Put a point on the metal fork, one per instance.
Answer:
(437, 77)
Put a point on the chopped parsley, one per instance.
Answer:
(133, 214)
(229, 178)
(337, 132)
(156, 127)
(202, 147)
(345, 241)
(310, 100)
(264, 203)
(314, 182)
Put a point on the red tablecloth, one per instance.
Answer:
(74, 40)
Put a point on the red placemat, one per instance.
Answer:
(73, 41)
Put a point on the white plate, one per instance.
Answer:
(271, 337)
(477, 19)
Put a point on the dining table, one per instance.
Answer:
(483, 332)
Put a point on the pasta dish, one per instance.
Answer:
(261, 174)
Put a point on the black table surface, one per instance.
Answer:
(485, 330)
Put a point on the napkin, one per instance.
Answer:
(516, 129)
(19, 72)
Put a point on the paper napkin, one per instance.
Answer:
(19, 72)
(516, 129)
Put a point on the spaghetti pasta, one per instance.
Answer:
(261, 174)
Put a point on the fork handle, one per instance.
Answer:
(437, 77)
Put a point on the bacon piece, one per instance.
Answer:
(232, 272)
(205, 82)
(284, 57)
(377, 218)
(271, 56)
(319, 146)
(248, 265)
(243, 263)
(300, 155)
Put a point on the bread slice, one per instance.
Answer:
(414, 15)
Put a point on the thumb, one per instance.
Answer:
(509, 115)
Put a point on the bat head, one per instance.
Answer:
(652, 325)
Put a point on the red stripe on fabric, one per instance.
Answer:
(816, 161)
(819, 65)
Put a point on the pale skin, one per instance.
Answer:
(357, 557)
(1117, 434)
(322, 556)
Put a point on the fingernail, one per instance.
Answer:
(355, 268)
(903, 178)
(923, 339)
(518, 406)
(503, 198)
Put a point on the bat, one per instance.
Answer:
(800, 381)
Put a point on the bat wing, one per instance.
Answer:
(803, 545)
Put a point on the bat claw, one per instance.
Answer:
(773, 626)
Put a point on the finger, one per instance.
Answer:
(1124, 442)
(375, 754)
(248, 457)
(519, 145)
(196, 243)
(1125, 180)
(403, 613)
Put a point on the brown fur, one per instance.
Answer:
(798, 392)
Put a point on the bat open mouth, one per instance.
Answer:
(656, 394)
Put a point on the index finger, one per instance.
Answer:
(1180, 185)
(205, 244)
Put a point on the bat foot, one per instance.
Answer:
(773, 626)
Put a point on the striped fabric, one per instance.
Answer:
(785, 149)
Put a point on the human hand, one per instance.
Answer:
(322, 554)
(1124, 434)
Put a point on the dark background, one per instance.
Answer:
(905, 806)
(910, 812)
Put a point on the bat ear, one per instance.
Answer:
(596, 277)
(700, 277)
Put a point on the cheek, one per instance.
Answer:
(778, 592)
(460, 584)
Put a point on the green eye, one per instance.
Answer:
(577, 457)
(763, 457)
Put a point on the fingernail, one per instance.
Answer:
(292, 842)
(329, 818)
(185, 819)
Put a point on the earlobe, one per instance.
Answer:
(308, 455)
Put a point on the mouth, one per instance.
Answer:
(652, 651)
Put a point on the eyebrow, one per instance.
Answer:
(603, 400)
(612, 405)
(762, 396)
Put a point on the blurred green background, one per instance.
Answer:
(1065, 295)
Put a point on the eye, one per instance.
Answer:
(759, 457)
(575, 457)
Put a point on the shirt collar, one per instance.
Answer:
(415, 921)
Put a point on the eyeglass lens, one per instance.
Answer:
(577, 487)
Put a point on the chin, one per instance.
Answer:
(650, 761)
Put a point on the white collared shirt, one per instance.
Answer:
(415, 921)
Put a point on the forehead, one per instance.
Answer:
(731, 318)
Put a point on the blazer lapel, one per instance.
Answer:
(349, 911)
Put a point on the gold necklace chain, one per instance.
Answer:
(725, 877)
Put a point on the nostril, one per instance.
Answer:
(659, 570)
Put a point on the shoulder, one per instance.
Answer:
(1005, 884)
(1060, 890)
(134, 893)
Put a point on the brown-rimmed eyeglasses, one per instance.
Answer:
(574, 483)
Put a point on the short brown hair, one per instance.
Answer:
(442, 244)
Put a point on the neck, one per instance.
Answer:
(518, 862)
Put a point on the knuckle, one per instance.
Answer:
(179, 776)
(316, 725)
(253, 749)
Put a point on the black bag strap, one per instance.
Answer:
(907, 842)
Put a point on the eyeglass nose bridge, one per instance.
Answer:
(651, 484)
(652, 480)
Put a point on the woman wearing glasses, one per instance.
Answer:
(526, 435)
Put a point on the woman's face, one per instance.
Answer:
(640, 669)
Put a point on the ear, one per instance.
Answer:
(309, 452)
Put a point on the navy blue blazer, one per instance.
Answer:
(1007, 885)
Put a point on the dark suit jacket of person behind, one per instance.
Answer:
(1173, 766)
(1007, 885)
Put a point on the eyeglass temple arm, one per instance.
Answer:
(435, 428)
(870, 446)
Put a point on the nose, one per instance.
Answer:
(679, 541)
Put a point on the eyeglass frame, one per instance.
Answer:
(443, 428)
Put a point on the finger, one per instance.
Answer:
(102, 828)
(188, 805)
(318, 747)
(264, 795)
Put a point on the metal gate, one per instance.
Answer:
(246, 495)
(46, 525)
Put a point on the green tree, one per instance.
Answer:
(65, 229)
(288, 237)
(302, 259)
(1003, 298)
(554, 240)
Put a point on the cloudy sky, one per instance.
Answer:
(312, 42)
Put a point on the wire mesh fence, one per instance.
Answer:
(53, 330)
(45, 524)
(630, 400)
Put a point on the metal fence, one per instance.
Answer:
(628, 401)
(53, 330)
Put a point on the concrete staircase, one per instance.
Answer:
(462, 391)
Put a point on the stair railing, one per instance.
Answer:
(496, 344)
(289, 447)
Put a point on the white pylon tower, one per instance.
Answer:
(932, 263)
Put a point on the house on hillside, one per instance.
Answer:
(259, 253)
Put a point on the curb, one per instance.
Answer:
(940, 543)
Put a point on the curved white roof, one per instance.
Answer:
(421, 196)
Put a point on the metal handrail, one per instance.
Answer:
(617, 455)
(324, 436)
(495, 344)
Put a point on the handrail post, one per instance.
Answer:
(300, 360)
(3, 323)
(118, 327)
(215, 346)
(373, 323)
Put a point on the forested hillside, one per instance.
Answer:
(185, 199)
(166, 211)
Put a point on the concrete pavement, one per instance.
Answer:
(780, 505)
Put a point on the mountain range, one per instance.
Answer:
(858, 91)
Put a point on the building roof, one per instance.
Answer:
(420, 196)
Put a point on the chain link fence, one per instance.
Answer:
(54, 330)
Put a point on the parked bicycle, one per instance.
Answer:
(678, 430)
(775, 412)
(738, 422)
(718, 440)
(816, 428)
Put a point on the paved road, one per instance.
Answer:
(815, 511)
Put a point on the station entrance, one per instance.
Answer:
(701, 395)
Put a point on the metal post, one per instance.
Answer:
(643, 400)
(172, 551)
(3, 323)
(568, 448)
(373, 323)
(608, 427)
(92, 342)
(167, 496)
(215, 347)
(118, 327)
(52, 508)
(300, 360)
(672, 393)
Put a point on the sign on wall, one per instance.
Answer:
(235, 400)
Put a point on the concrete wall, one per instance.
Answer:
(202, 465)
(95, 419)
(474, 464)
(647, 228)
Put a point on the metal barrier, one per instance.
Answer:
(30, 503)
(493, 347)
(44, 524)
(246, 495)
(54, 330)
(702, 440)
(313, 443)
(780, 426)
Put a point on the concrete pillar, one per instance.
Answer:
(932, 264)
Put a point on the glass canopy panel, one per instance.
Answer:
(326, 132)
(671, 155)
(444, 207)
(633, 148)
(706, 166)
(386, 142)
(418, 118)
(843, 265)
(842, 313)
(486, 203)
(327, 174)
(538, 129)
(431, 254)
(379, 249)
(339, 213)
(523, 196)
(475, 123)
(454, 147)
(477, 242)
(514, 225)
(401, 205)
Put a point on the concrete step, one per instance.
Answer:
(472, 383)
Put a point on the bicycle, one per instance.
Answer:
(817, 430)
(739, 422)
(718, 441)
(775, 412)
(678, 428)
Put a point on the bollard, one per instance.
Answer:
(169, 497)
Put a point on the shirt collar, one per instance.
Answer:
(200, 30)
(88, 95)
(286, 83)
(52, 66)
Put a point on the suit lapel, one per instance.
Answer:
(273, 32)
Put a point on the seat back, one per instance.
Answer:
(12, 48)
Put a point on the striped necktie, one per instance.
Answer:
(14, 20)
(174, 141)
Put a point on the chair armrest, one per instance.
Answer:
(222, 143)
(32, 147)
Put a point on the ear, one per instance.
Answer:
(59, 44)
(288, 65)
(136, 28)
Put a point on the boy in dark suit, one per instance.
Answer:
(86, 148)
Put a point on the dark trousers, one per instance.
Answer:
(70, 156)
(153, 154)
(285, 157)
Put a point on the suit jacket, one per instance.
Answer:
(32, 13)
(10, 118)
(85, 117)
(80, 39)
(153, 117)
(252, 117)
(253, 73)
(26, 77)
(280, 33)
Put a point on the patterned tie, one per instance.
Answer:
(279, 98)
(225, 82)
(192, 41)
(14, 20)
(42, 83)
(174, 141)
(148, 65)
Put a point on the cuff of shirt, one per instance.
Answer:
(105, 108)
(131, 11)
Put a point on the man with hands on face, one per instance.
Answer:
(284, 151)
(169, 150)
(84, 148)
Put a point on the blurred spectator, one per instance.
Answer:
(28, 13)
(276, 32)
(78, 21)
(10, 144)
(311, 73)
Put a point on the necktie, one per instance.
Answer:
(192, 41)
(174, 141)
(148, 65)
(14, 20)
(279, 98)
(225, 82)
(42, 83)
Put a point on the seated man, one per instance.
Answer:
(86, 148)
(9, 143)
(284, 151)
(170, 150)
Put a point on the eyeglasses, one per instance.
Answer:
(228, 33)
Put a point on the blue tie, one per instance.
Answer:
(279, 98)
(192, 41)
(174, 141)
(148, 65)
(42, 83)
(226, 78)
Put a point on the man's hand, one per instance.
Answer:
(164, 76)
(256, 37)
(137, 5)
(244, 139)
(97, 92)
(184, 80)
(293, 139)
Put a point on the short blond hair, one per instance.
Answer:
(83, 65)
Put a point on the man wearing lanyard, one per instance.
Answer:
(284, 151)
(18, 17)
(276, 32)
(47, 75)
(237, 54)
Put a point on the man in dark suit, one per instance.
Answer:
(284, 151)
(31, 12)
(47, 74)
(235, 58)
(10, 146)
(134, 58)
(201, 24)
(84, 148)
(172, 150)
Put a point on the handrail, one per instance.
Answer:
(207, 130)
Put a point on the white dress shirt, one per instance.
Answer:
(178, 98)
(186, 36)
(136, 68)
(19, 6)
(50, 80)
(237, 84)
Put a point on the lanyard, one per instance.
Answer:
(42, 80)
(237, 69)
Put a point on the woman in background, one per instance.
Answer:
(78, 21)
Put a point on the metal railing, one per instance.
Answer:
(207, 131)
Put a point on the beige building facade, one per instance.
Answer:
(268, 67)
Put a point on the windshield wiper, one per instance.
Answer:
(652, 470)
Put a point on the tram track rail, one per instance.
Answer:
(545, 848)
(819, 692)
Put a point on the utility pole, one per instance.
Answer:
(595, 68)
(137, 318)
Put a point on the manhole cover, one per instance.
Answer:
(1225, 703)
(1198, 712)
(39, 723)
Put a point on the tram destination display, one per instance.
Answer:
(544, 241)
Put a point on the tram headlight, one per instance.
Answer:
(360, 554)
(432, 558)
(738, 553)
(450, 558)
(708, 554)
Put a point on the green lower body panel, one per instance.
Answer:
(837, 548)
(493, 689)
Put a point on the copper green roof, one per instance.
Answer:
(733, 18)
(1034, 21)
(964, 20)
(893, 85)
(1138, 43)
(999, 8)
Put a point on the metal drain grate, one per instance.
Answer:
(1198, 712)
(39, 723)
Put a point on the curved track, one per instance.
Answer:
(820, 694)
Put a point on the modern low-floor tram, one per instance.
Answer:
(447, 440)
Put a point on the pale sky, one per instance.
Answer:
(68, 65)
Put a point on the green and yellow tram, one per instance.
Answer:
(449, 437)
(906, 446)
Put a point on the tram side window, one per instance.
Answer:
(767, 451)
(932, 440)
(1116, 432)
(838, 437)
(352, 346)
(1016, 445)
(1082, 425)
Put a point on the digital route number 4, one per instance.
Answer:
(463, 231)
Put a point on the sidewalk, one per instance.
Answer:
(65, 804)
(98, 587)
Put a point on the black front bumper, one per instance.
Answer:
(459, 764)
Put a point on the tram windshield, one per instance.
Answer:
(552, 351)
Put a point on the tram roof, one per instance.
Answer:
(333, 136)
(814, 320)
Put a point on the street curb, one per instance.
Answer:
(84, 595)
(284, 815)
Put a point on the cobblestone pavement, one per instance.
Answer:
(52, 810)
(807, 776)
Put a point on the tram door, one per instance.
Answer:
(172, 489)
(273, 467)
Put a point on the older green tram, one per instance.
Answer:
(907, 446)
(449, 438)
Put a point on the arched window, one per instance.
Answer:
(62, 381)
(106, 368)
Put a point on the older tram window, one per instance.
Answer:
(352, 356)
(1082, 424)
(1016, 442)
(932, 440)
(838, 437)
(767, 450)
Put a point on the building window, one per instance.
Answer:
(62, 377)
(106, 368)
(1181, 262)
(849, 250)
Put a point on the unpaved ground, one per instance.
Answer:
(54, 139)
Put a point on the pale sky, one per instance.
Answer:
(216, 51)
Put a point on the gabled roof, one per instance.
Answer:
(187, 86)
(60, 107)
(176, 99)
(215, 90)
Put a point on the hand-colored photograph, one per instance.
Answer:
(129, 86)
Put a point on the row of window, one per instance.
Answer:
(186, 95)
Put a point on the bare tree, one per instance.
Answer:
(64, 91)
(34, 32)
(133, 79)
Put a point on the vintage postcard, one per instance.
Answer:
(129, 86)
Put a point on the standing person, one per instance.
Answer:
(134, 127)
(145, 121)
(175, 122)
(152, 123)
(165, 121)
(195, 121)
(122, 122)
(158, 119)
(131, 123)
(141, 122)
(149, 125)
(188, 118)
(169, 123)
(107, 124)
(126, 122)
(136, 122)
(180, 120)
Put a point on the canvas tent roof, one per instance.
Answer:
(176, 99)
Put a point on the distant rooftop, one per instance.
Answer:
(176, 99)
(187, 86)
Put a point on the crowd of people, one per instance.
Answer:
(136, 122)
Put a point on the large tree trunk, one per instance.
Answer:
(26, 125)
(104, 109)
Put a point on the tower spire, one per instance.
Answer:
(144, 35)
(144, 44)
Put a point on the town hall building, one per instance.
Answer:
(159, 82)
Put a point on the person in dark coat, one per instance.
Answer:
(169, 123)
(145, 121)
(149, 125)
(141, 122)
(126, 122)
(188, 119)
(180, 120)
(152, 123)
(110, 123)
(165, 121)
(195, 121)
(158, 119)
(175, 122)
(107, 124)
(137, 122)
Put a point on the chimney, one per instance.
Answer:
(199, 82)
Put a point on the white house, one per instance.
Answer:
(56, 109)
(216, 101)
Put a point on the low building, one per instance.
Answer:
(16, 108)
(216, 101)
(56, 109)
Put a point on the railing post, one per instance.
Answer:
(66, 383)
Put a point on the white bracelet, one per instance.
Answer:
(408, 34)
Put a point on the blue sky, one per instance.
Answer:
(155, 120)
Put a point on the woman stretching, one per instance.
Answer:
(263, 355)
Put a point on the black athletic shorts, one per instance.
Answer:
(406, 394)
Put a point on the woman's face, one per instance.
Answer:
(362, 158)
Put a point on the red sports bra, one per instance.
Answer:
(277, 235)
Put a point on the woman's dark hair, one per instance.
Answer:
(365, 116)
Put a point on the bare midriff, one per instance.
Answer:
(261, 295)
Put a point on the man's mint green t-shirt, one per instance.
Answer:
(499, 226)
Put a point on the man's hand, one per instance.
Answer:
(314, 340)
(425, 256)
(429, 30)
----------------------------------------
**YOUR INSTRUCTIONS**: Print exactly the lines above, between the one holding "Put a point on the necktie, one per instance." and the one holding "Put a point on the blue tie, one", inclusive, and nothing besides.

**SOLUTION TO THIS EXERCISE**:
Put a point on the necktie, one per instance.
Answer:
(192, 41)
(174, 141)
(148, 65)
(14, 20)
(279, 98)
(225, 82)
(42, 83)
Put a point on the seated man, one per instance.
Answer:
(86, 148)
(9, 143)
(284, 151)
(170, 150)
Put a point on the eyeglasses, one per instance.
Answer:
(228, 33)
Put a point on the blue tie, one per instance.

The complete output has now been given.